** BEGIN Provided information **
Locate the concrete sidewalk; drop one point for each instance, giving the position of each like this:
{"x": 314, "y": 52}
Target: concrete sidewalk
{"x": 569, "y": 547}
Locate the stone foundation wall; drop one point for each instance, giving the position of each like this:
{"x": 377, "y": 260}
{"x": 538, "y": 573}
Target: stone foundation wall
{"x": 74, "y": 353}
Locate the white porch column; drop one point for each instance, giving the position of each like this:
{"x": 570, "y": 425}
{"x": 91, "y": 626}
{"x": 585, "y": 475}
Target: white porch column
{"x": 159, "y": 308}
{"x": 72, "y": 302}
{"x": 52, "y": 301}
** END Provided information **
**Short problem:**
Render the listing above as a JSON array of strings, with one string per line and blank lines left out.

**Final result:**
[
  "Locate the concrete sidewalk; drop one point for each instance, giving the position of each like this:",
  "{\"x\": 314, \"y\": 52}",
  "Target: concrete sidewalk",
  "{\"x\": 569, \"y\": 547}",
  "Locate the stone foundation wall; drop one point for each instance, giving the position of each like this:",
  "{\"x\": 377, \"y\": 260}",
  "{\"x\": 538, \"y\": 573}",
  "Target: stone foundation wall",
  "{\"x\": 74, \"y\": 353}",
  "Locate the white porch column; drop one point for each instance, giving the position of each like this:",
  "{\"x\": 570, \"y\": 425}",
  "{\"x\": 91, \"y\": 626}",
  "{\"x\": 585, \"y\": 475}",
  "Target: white porch column",
  "{\"x\": 159, \"y\": 308}",
  "{\"x\": 72, \"y\": 302}",
  "{\"x\": 52, \"y\": 301}"
]